- **Задание A**:
Ответьте по отрывку на вопросы:
(i) Кто какое-то время оставался с мамой и папой?
(ii) Сколько раз за три с половиной года смогла приехать мама и с кем?
(iii) Что, как правило, находилось в папиных конвертах?
- **Задание B**:
Объясните по отрывку, почему врачи стали запрещать пользоваться шариковыми ручками.
- **Задание C**:
Перепишите из отрывка дословно фрагмент, начиная со слов "О семье в это" и далее до слов "ответить и подруге." включительно.

- **Отрывок**:

>>>>

О семье в это время
С мамой и папой какое-то время оставалась одна Фаина. Вся ее жизнь, как и мамина, была связана со скотным двором, с коровами. Вернее сказать, привязана была к коровам. В любое время года их надо с утра накормить, напоить и подоить и то же самое – вечером. Ни выходных, ни праздников. Это была колхозная форма крепостничества. Если кто-то из подруг и подменит на день-два, то тем же требовалось ответить и подруге.
Только один раз за три с половиной года мама вместе с дядей Аркадием смогли приехать ко мне. Посмотрели, как мне живется, подивились веселости нашей братвы. Ребятишки не унывали, будучи закованными в гипс и привязанными к боковинам кровати. Вид мамы, боровшейся со страхом за меня и любопытством к незнакомой и странной для нее обстановке, ее слезы и нервные расспросы перебивали мне радость от ее приезда. Поговорив с главным врачом Галиной Васильевной в ее кабинете, мама и дядя Аркадий вернулись ко мне немного повеселевшими. Галина Васильевна пообещала, что я обязательно вылечусь и вернусь здоровым.
Письма я получал не часто, но от этого не страдал. С дому мне в основном писал папа, жалостливо спрашивал о здоровье, о питании. Я отвечал всегда бодро, сообщал, когда снимут очередной гипс, сделают рентгеновский снимок и скажут о состоянии моей ноги. Поскольку результаты всегда были неутешительны, я перестал перечислять их, отделывался общими фразами. Сдержанность стала второй моей натурой. Сдержанность в откровениях, но это в дальнейшем не мешало мне быть вспыльчивым и нервным в неприятных ситуациях. В папиных конвертах, как правило, я находил десятирублевку. Надо отдать должное тогдашней почте – конверты если и вскрывали, то редко, в моей памяти таких случаев не было. Деньги я тратил на толстые тетради, бумагу, цветные карандаши, позднее – на шариковые ручки, но они так сильно подтекали, пачкали постельное белье и нашу казенную одежду, что врачи стали запрещать пользоваться ими. Постоянно приходилось обновлять радионаушники. Один раз на Новый год мы сбросились со взрослыми ребятами на бутылку шампанского. Каждому досталось грамм по 100. Украдкой выпили, смотрели друг на друга и спрашивали: ну как захмелел? Я ничего приятного не почувствовал ни вовремя пития, ни позже. И до сих пор равнодушен к этому напитку.
Тут я должен, правды ради, сказать, что в деревне, где после войны регулярно осенью варили пиво и устраивали коллективные застолья, и нам, челяди, тоже доставалось немного. Уж не говорю о широких праздниках дома, когда родня заполняла всю избу. Зная, где хранятся зеленые бутылки с сургучными пробками, грех было не проколоть одну из них и не попробовать содержимое. Так что я лет в тринадцать знал горечь водки и тяжелое ощущение от нее.

<<<<

- **Данные**:
>>>>

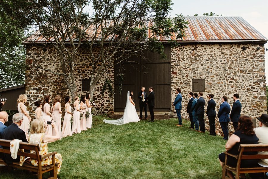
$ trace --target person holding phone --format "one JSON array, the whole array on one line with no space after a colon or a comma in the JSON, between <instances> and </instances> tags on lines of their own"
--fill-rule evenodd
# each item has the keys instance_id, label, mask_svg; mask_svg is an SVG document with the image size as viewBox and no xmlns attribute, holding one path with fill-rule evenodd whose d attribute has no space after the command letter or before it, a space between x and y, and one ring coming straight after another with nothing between
<instances>
[{"instance_id":1,"label":"person holding phone","mask_svg":"<svg viewBox=\"0 0 268 179\"><path fill-rule=\"evenodd\" d=\"M46 134L52 135L52 127L51 126L51 116L52 115L50 113L50 106L49 103L50 102L51 98L50 96L46 95L44 97L44 100L42 103L42 109L43 112L43 118L45 121L45 123L46 123L48 126L47 128L46 131Z\"/></svg>"}]
</instances>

<<<<

- **Решение A**:
(i) Фаина.
(ii) Один раз, вместе с дядей Аркадием.
(iii) Десятирублевка.

- **Решение B**:
Шариковые ручки сильно подтекали и пачкали постельное белье и казенную одежду.

- **Решение C**:
О семье в это время
С мамой и папой какое-то время оставалась одна Фаина. Вся ее жизнь, как и мамина, была связана со скотным двором, с коровами. Вернее сказать, привязана была к коровам. В любое время года их надо с утра накормить, напоить и подоить и то же самое – вечером. Ни выходных, ни праздников. Это была колхозная форма крепостничества. Если кто-то из подруг и подменит на день-два, то тем же требовалось ответить и подруге.